ASSIGNMENT:
Leaving out every image, restate all the records word for word.

Start of Block

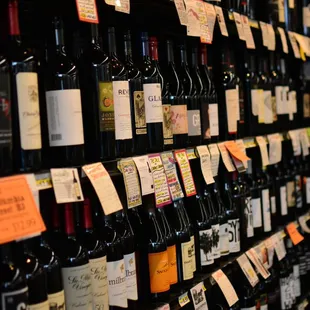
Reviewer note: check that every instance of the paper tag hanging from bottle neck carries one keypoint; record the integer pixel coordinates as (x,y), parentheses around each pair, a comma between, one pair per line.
(172,176)
(132,186)
(161,188)
(87,11)
(186,172)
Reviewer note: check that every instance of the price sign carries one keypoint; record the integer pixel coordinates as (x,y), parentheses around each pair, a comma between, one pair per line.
(19,215)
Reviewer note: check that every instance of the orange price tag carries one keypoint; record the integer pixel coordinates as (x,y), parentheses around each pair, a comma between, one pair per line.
(19,215)
(87,11)
(295,236)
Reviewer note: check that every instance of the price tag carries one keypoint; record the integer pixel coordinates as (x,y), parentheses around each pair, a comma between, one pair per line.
(87,11)
(275,148)
(132,186)
(226,287)
(162,194)
(205,162)
(247,32)
(104,187)
(263,150)
(186,172)
(172,176)
(122,6)
(225,157)
(247,269)
(19,214)
(211,18)
(67,186)
(252,255)
(239,26)
(215,158)
(294,234)
(221,20)
(283,40)
(184,300)
(179,4)
(199,297)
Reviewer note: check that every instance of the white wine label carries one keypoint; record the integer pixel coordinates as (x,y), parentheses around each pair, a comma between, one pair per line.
(122,111)
(153,103)
(266,210)
(205,244)
(131,276)
(117,284)
(15,300)
(57,300)
(194,123)
(28,110)
(99,281)
(41,306)
(224,239)
(234,235)
(62,106)
(186,249)
(257,212)
(77,287)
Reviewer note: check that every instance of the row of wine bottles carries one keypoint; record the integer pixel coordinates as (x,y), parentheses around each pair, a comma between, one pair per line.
(109,109)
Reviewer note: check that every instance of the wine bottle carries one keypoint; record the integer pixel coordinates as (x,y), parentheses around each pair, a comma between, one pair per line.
(6,159)
(13,286)
(121,101)
(97,258)
(75,267)
(137,99)
(26,123)
(153,100)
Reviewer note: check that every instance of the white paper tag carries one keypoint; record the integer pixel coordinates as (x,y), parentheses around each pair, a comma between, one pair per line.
(104,187)
(67,186)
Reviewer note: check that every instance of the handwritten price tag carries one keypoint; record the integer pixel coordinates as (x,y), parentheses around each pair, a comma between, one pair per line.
(19,215)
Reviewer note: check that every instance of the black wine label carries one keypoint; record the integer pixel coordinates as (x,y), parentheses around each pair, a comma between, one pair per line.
(5,110)
(16,300)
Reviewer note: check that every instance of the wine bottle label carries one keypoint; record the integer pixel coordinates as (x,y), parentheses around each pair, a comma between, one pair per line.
(257,212)
(131,276)
(187,260)
(77,287)
(283,198)
(41,306)
(216,247)
(234,235)
(57,300)
(28,110)
(167,125)
(153,103)
(5,110)
(297,289)
(159,272)
(117,283)
(15,300)
(122,111)
(248,214)
(106,106)
(139,106)
(205,244)
(64,105)
(232,109)
(99,282)
(194,123)
(273,205)
(290,191)
(224,239)
(179,119)
(266,210)
(193,253)
(172,259)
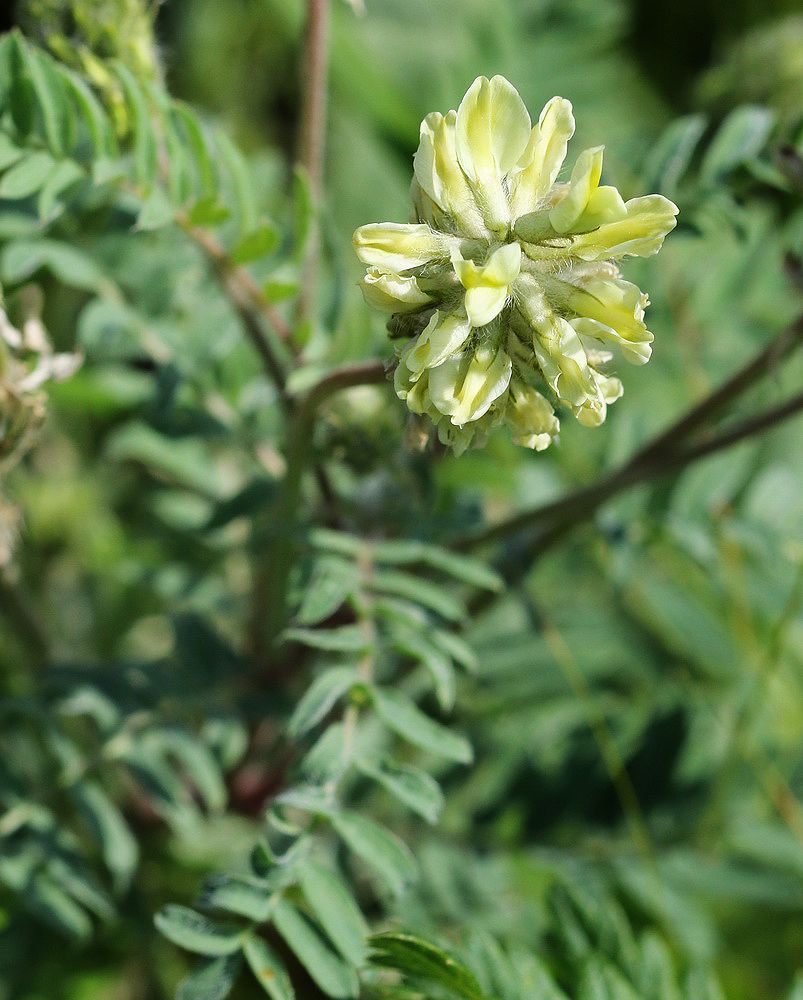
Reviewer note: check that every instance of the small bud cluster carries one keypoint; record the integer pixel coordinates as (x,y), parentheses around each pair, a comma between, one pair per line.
(27,362)
(506,288)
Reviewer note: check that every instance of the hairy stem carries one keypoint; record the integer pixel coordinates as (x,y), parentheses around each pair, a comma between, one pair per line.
(312,136)
(269,613)
(665,454)
(17,611)
(252,307)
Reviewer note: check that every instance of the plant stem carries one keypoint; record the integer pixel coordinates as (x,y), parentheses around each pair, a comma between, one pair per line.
(312,136)
(250,304)
(16,609)
(665,454)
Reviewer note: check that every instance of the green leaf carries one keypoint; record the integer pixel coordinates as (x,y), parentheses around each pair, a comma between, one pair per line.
(410,785)
(656,975)
(258,243)
(378,847)
(238,175)
(408,721)
(93,117)
(144,139)
(211,980)
(208,212)
(118,845)
(331,973)
(196,762)
(671,156)
(741,136)
(203,152)
(332,583)
(267,967)
(346,639)
(55,111)
(83,887)
(456,647)
(336,911)
(320,698)
(57,907)
(437,663)
(9,152)
(423,592)
(156,212)
(463,568)
(237,894)
(27,176)
(303,213)
(198,933)
(64,176)
(310,798)
(425,964)
(601,981)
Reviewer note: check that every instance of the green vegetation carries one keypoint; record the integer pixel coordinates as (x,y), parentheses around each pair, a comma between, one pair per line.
(298,702)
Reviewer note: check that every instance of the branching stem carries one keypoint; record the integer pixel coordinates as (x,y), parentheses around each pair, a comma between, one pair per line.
(543,526)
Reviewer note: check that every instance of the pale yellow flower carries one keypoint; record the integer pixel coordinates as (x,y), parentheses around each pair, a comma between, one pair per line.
(506,283)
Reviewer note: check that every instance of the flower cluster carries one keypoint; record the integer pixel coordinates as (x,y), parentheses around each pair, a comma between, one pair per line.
(506,283)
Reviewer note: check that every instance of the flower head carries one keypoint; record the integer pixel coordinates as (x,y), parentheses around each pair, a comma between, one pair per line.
(504,290)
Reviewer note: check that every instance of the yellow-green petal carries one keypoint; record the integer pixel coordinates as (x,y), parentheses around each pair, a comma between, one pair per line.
(492,132)
(394,246)
(542,159)
(392,293)
(584,182)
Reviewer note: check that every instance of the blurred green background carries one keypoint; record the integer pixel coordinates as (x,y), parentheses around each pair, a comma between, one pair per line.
(668,635)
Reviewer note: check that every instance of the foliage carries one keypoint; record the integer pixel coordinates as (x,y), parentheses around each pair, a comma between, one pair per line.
(252,639)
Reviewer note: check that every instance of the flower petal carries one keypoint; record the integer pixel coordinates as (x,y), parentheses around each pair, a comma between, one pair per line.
(484,303)
(584,182)
(530,417)
(611,310)
(392,293)
(440,177)
(640,233)
(492,131)
(503,266)
(466,386)
(393,246)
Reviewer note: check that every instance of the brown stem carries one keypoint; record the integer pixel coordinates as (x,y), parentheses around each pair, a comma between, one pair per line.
(666,453)
(16,609)
(312,136)
(269,613)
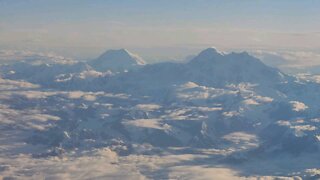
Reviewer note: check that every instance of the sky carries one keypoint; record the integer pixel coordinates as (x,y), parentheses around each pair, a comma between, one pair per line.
(159,29)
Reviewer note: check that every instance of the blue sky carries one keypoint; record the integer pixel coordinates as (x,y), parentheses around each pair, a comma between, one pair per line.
(162,29)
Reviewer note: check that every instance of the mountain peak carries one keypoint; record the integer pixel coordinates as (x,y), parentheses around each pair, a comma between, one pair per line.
(117,60)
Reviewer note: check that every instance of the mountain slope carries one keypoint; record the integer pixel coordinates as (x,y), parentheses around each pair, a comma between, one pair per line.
(117,60)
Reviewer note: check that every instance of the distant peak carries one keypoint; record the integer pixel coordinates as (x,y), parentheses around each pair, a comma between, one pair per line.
(211,51)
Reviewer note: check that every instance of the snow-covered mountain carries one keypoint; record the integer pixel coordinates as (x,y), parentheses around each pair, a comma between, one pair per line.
(117,60)
(229,108)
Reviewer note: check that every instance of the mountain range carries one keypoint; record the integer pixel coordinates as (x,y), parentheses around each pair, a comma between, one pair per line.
(227,101)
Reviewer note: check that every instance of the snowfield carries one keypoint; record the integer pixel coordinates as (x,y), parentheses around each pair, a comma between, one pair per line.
(218,116)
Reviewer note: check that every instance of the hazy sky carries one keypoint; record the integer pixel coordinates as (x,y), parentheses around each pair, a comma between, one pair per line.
(158,28)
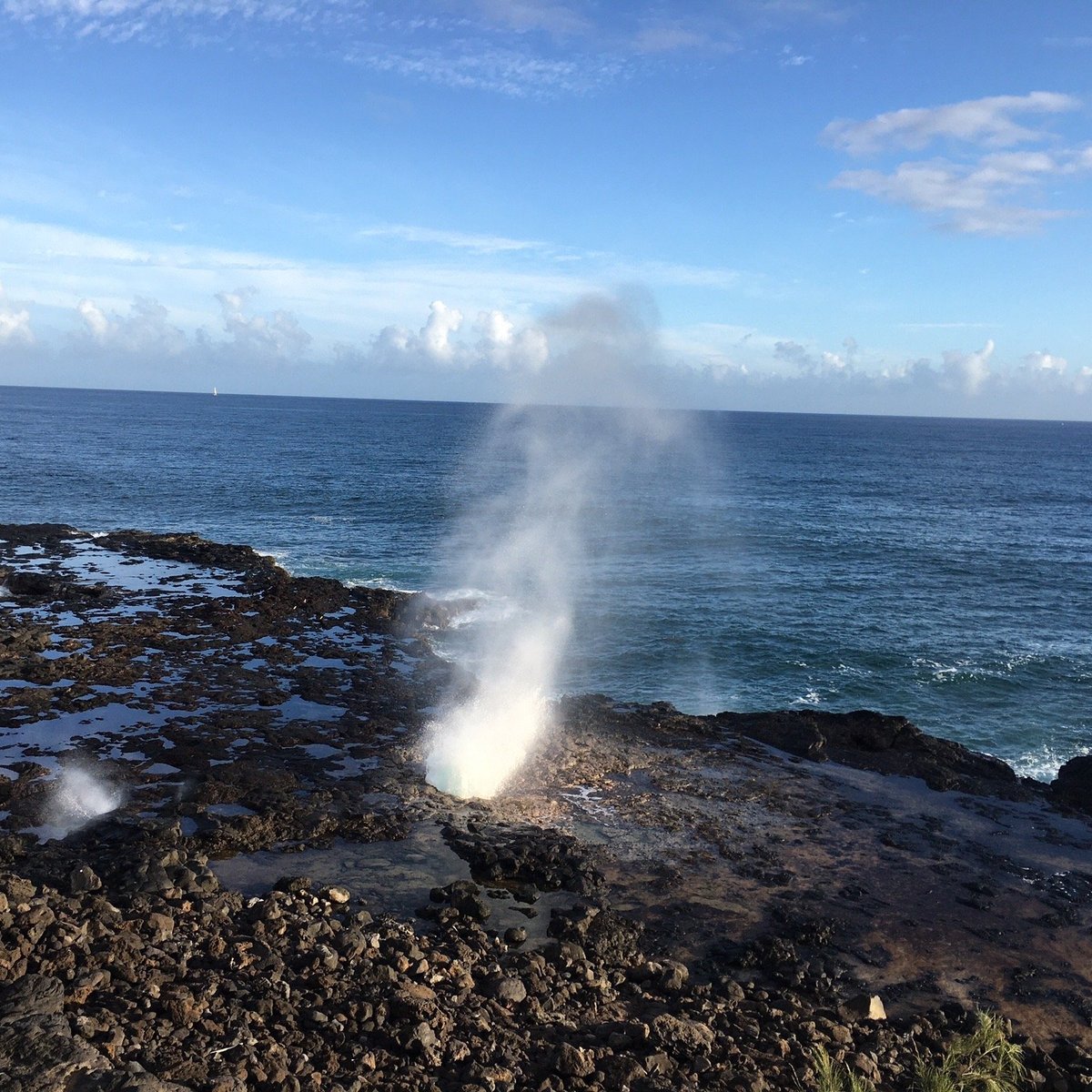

End of Block

RESPONSE BOX:
Reviewer note: check that every instance of the paper tag hanging from bottle neck carries one keypoint; record the integer pixel coordinates as (x,y), parentheses around each pair, a comma between, one pair per line.
(172,176)
(132,186)
(161,188)
(87,11)
(186,172)
Reviewer note: check that every instance of the price sign carries one keypoint; record the integer pixel coordinates as (x,y), parentheses around each pair, a comma between, one pair per line.
(19,215)
Reviewer note: check that every instance of the orange price tag carries one keypoint; record the integer pixel coordinates as (x,y), parentheses around each pair, a comma between, one pair per line.
(19,215)
(87,11)
(295,236)
Reviewer note: check that every instance of the price tag carries one keypoint; record the integer pixel coordinates as (x,y), parentheses around each pair, a comma between, one pair per line.
(87,11)
(275,148)
(132,186)
(226,287)
(162,194)
(205,162)
(247,32)
(104,187)
(263,150)
(186,172)
(172,176)
(122,6)
(225,157)
(247,269)
(19,214)
(211,18)
(67,186)
(252,255)
(239,26)
(215,158)
(294,234)
(221,20)
(283,40)
(184,300)
(179,4)
(199,297)
Reviewer note: check that every instance of the white wine label carries one keypoint; record the integer pixel coordinates as (x,y), parentheses around each pair, a comma between, one pair per line.
(122,111)
(153,103)
(266,210)
(205,244)
(131,276)
(117,284)
(15,300)
(57,300)
(194,123)
(28,110)
(99,281)
(41,306)
(224,239)
(234,235)
(62,106)
(186,249)
(257,212)
(77,287)
Reviewer note: check that every instance of the row of wine bottles carries one keypoint; record the integer pixel coordinates as (x,y), parentheses around each pair, a comma between, one pair per line.
(109,109)
Reviewer note: check that every instance of the wine bottle carries one keypoint; record the integer pixel coordinates as (x,y), parentheses around each pair, a comma between, one pair per line.
(6,159)
(13,286)
(121,101)
(97,258)
(75,267)
(137,99)
(26,123)
(153,100)
Reviewer note: check that every instance of the white paper tag carries one keypoint; record the integer pixel coordinates as (x,y), parentheses around each pair, a comma between, one pair per line.
(104,187)
(67,186)
Reviewer note: check that every instance of the handwritten price tag carries one keypoint; record the integer pixel coordinates as (x,y), parentheses around each pair, a comma between, one pair per line.
(19,215)
Reviewer note: check that every instance of the black wine label carries one keypoint; record the integer pixel coordinates as (x,y), parentheses around each pair, a comma between, one pair per line.
(5,110)
(16,300)
Reviewer note: check that every instance of the wine bottle label carries one keypoint; record the integer pixel coordinates as (x,y), parentheses around each pair, a comma between, one pair per line.
(257,212)
(131,276)
(187,260)
(77,287)
(283,198)
(41,306)
(216,247)
(234,235)
(57,300)
(28,110)
(167,125)
(153,103)
(5,110)
(297,289)
(159,272)
(117,283)
(15,300)
(122,111)
(248,214)
(106,106)
(139,106)
(205,244)
(64,105)
(232,109)
(99,282)
(194,123)
(273,205)
(290,191)
(224,239)
(179,119)
(266,210)
(193,253)
(172,259)
Reviewer note: check that every instance of the small bud cluster carries one keypoint; record the integer pixel coordinates as (x,y), parentheses around each pair, a comma between, one pair per line.
(27,362)
(506,288)
Reviewer note: check that every instance of the hairy stem carries one keypoint; record the integer pixel coordinates as (x,y), parentheses around each pair, a comma between, one pair per line.
(312,136)
(269,613)
(665,454)
(17,611)
(252,307)
Reviewer note: check that every instance of the plant stem carries one keypoint; record the integer pixel coordinates as (x,y), parentheses around each pair, a comma between, one pair per line.
(312,136)
(250,304)
(16,609)
(665,454)
Reviewer note: check that every instance of the green leaf carries one keypoint; record the integer pixel coordinates as (x,y), parentheses around each pair, a comma between, one pair per line.
(410,785)
(656,975)
(258,243)
(378,847)
(238,175)
(408,721)
(93,117)
(144,139)
(211,980)
(208,212)
(118,845)
(331,973)
(196,762)
(671,156)
(741,136)
(203,152)
(332,583)
(267,967)
(346,639)
(55,111)
(83,887)
(456,647)
(336,911)
(320,698)
(57,907)
(437,663)
(9,152)
(423,592)
(156,212)
(463,568)
(237,894)
(27,176)
(303,213)
(198,933)
(64,176)
(310,798)
(425,964)
(601,981)
Reviewer note: check that every instance of the green vegetation carries one keypoint; record the integer pixel coordinates as (x,y), parentheses around each pair, a comma between, one pair per line.
(298,702)
Reviewer note: check that every instance of the branching stem carries one keypoint; record the integer pixel coordinates as (x,y), parentheses around each pair, a comma between, one pair per line.
(543,526)
Reviewer note: check that every instance of the pale yellow flower carries one keypoint; record the integer pixel coordinates as (x,y), parentheses around each pair, a comma between, one pair per line.
(506,283)
Reviewer note: check that every instance of the flower cluster carries one keypoint; record the integer pixel coordinates as (x,y), parentheses around each pair, a comma between, one pair per line.
(506,283)
Reviewer note: check that every instance of the flower head carries one keypoint; record the integer pixel coordinates as (x,y), parentheses around each pair, a comma between, one pair per line.
(504,290)
Reviewer note: check that every instance of the yellow-green petal carries one keypoint; record the integer pixel coordinates as (x,y), parentheses around each pair, a comma between, one pair per line.
(492,132)
(394,246)
(542,159)
(392,293)
(584,182)
Reviewer note: check that every instance of the blurred green background carries one keypoint; record the integer pixel coordinates as (x,y), parentheses around each pair, a comma between, one pair per line.
(668,635)
Reviewer note: check that every instance of the foliage carries one keypoint; record the integer pixel coordinates as (x,y), parentheses around each pair, a comma between, one pair per line.
(252,639)
Reviewer note: check that every instance of the flower petal carries one keypoint; record the integer pixel coordinates as (x,y), parentheses around each pair, a comma between, one pair per line.
(484,303)
(584,182)
(530,417)
(611,310)
(392,293)
(440,177)
(640,233)
(492,131)
(503,266)
(466,386)
(393,246)
Reviewer note: check that every instance of the brown stem carries one keypoint; record the integer pixel coordinates as (x,y), parentheses around each pair, a comma between, one pair per line.
(666,453)
(16,609)
(312,136)
(269,613)
Reviewer note: check that every instance of the sky carries one keypoint; record the integer pixel coordinates as (x,y), parentheses around each pair, a comma between, one pair per line.
(159,29)
Reviewer note: check that every instance of the blue sky carries one keypoint; record the integer pixel coordinates as (x,y), parentheses around each pair, a comma between, one pair per line.
(162,29)
Reviewer note: check that every instance of the mountain peak carries one keypoint; record the integer pixel coordinates as (x,y), parentheses around each pair, a comma between, one pair per line.
(117,60)
Reviewer note: check that every instance of the mountain slope carries one keypoint; record the integer pixel coordinates as (x,y), parentheses around each pair, a comma between, one pair per line.
(117,60)
Reviewer note: check that every instance of the distant peak carries one keypoint; record the integer pixel coordinates as (x,y), parentheses around each pair, a comma between, one pair per line.
(211,51)
Reviewer note: check that every instance of the snow-covered mountain carries one keypoint; record the integer pixel coordinates as (x,y), parentheses around each pair, a comma between, one pair per line.
(117,60)
(229,108)
Reviewer note: check that every instance of the mountain range carries one keypoint; record the integer pixel coordinates as (x,y), parentheses around each pair, a comma between, one pair per line.
(227,101)
Reviewer note: check that every instance of the snowfield carries one keypoint; record the integer pixel coordinates as (x,y), parentheses around each pair, a comma between, one pair per line.
(218,116)
Reviewer note: check that every instance of the hazy sky carries one keypoint; record the integer pixel coordinates as (x,y), parentheses around each pair, a comma between, one pair per line.
(158,28)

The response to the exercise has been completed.